**Requirements:** Count the lines in the entries below that contain the string "blue", with case mattering, and give only the number.

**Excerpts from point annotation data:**

--*--

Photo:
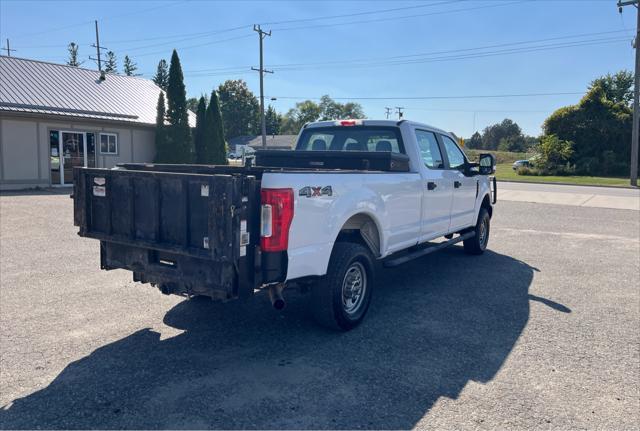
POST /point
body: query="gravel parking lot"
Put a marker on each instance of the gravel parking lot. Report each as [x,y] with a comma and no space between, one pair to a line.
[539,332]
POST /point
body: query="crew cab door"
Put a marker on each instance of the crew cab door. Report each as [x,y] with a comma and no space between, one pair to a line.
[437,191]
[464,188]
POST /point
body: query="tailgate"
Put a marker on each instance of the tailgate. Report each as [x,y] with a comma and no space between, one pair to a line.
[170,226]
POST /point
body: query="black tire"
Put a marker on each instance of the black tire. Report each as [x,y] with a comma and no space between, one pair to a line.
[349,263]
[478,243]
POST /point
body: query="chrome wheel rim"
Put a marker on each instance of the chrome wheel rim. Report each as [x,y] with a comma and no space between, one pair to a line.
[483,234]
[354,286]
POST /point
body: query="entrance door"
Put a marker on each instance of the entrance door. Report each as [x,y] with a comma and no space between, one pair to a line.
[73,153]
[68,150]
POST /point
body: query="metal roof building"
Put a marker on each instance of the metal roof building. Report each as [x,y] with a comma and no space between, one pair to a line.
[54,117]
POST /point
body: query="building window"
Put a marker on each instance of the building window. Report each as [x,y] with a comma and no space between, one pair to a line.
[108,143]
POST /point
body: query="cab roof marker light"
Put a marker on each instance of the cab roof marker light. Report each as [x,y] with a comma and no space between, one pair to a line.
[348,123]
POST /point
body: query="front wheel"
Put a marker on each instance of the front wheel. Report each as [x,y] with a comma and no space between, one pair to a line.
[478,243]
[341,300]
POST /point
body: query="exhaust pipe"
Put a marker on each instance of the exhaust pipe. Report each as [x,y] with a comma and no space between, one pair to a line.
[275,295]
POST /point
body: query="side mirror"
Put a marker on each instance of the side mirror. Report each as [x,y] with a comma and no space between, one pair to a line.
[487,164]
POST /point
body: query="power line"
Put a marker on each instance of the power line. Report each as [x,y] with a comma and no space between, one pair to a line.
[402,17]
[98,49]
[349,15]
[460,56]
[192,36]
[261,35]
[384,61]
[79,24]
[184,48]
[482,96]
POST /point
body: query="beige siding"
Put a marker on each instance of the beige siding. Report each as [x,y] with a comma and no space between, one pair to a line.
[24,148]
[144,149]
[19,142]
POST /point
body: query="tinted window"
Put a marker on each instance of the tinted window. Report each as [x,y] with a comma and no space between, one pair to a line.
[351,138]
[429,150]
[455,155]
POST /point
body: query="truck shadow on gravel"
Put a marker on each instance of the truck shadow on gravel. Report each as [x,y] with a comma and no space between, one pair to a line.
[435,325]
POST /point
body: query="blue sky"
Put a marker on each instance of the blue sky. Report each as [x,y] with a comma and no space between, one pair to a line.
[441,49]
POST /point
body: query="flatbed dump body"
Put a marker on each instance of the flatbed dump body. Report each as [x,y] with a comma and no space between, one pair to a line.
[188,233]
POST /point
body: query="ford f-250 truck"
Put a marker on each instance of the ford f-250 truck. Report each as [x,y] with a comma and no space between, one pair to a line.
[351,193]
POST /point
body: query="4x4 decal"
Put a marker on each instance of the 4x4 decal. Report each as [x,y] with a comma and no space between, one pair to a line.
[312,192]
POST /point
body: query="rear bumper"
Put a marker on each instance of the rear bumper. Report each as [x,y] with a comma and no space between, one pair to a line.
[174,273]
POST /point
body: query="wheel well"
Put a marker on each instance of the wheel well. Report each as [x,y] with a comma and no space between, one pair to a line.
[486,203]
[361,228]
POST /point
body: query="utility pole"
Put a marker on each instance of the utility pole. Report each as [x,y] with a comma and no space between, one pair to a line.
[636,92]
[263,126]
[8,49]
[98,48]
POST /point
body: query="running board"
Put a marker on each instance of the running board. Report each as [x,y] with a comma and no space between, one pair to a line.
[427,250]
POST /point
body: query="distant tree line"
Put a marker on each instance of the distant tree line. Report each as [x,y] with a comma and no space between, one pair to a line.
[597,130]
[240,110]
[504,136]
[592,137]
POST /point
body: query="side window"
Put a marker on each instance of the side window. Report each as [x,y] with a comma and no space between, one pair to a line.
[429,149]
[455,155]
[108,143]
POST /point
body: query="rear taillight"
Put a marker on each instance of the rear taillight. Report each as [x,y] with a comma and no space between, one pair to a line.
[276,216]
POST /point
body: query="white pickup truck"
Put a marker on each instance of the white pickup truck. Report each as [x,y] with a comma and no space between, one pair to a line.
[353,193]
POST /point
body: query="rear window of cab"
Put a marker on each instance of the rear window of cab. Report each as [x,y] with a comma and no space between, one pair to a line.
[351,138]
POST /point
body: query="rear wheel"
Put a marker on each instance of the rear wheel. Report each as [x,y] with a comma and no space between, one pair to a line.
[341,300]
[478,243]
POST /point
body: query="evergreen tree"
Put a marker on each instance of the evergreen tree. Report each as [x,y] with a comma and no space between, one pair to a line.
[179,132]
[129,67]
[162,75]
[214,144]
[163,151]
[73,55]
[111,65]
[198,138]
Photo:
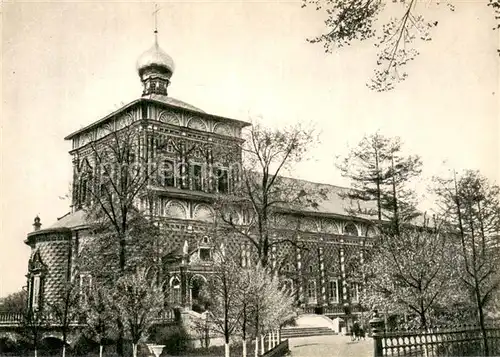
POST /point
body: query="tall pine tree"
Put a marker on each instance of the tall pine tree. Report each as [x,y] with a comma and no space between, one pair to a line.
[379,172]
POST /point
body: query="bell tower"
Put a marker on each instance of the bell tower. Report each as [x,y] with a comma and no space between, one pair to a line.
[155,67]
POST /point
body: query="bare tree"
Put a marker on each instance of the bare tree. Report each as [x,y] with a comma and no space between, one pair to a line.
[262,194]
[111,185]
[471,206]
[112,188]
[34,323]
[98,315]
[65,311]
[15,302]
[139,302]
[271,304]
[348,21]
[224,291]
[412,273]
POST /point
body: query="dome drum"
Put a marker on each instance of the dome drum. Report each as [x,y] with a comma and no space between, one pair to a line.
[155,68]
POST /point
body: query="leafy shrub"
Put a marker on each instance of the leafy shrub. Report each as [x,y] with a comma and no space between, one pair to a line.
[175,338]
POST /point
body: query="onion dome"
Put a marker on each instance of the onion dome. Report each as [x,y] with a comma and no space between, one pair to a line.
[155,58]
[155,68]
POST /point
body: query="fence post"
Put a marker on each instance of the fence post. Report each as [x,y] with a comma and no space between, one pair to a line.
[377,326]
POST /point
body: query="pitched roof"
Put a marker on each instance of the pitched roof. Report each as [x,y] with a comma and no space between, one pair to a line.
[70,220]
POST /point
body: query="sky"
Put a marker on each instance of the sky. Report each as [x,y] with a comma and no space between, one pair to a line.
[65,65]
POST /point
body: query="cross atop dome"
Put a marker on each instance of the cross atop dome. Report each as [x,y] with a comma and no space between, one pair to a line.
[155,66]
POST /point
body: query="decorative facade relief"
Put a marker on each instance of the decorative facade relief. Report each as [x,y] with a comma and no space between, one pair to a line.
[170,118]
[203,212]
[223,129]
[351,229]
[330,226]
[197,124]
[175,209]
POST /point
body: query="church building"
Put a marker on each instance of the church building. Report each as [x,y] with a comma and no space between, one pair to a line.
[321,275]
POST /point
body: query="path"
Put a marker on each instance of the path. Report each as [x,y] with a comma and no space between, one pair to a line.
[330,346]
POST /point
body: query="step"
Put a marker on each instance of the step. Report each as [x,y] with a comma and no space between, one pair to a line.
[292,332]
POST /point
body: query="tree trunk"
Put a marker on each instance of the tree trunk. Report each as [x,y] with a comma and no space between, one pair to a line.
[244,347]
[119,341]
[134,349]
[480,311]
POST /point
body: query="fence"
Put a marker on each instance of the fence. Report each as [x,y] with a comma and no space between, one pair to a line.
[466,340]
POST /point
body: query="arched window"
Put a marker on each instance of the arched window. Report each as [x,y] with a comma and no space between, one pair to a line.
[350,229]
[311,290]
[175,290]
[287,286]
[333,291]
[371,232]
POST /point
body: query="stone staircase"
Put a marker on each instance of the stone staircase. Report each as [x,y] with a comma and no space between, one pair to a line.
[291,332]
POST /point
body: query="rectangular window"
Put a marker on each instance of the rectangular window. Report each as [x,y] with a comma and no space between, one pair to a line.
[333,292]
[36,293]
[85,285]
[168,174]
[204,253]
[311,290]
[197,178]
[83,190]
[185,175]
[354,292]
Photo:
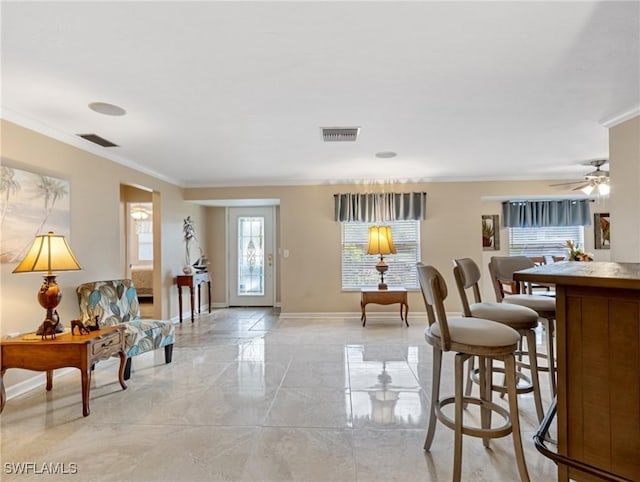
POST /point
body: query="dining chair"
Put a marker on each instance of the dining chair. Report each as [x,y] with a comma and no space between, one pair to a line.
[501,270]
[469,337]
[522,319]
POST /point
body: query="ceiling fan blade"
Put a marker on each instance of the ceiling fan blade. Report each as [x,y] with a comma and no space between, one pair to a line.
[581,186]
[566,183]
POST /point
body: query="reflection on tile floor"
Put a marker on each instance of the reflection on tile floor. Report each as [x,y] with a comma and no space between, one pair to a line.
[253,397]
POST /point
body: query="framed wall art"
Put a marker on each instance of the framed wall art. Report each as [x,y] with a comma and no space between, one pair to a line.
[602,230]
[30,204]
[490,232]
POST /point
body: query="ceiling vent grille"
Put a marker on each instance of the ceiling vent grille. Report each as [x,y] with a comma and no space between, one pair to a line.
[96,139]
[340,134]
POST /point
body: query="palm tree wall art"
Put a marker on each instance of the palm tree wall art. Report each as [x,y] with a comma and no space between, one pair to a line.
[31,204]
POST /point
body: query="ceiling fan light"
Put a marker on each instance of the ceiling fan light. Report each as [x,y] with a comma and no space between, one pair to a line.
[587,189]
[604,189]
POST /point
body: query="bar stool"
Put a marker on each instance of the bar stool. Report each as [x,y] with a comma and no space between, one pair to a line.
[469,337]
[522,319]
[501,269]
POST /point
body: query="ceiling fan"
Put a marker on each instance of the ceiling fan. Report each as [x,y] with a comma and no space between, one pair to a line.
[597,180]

--*--

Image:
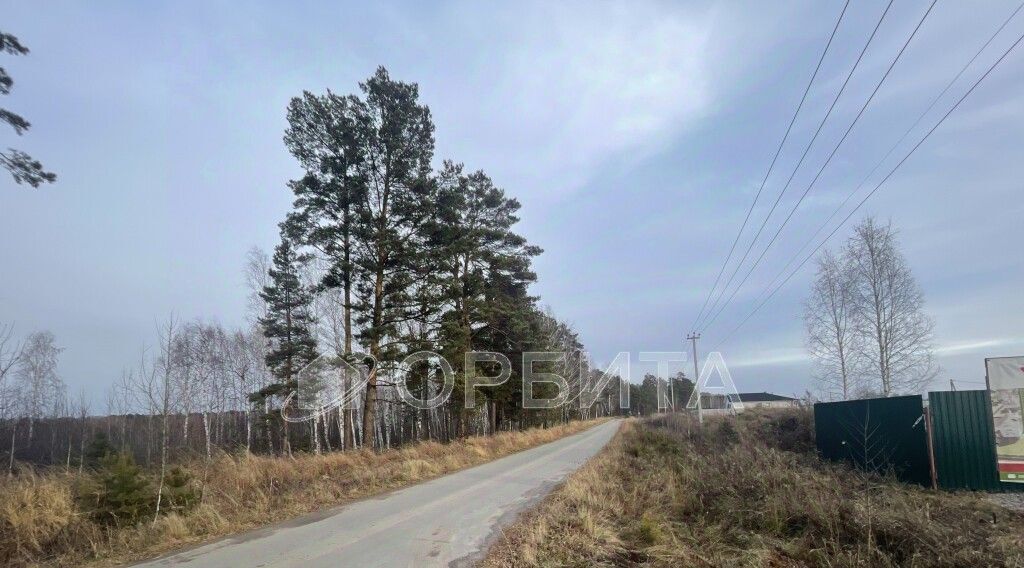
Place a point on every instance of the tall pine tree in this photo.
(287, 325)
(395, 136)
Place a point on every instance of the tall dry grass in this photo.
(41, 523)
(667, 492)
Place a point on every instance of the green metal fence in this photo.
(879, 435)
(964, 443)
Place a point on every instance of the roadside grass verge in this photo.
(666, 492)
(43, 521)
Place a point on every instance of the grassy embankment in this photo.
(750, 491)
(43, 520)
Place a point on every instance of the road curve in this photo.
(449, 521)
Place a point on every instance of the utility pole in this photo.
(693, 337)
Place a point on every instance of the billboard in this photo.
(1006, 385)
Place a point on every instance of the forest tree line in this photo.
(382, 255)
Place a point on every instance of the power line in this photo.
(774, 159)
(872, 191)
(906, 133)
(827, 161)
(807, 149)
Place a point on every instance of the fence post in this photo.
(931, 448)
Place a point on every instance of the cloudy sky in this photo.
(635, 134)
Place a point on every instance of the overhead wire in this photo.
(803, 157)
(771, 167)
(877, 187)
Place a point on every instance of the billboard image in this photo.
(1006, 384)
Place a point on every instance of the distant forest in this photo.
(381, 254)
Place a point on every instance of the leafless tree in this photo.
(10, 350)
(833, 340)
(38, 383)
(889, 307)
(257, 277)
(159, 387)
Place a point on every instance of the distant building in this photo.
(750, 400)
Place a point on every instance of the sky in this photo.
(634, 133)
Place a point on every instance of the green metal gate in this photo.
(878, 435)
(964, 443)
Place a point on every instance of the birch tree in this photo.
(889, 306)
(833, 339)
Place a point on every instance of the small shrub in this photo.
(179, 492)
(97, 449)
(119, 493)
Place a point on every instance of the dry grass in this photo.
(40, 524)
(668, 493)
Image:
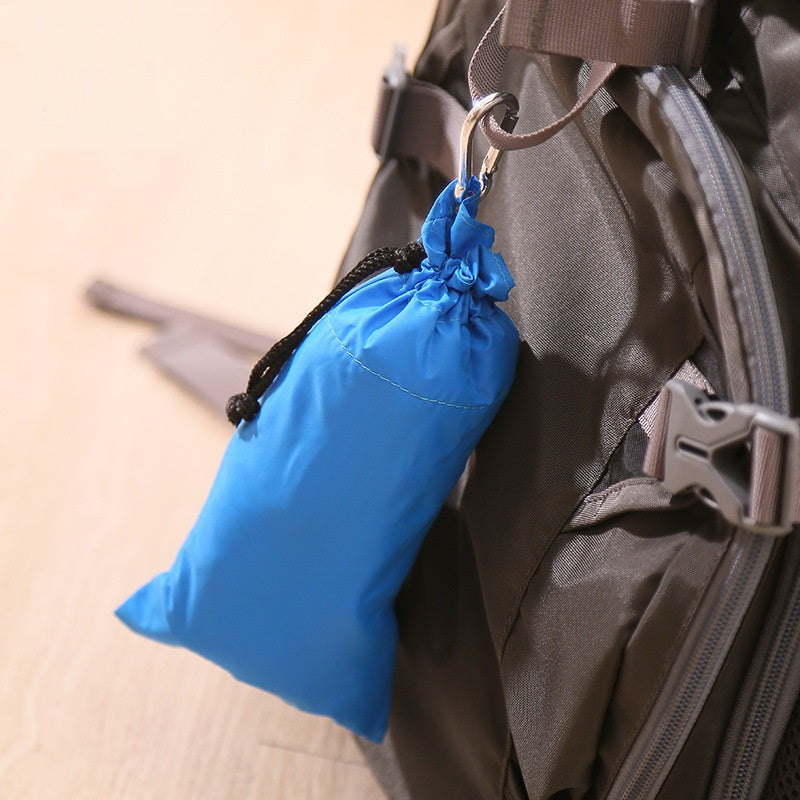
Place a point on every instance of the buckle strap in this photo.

--*--

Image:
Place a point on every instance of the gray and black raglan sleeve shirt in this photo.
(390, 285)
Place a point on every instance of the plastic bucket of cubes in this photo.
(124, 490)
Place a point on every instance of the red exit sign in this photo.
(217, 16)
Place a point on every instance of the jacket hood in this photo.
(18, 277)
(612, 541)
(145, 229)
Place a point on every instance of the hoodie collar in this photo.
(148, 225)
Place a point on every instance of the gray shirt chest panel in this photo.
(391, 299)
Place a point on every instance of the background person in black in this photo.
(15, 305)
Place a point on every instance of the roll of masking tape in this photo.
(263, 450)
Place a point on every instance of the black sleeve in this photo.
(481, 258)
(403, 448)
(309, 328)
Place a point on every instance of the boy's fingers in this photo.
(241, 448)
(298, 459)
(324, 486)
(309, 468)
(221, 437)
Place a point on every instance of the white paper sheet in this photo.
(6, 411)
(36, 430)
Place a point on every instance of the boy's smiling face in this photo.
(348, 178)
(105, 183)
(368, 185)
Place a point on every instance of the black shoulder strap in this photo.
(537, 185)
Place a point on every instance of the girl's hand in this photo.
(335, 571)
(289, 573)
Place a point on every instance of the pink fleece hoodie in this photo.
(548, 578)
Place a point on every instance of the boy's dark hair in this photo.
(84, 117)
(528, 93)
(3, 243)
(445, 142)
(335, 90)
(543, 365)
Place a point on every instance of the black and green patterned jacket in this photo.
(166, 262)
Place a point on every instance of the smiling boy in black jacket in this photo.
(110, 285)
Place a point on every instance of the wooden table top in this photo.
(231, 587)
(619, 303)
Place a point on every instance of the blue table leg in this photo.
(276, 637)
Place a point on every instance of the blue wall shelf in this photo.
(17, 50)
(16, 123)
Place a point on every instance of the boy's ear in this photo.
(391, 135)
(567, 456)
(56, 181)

--*--

**Worked answer:** 4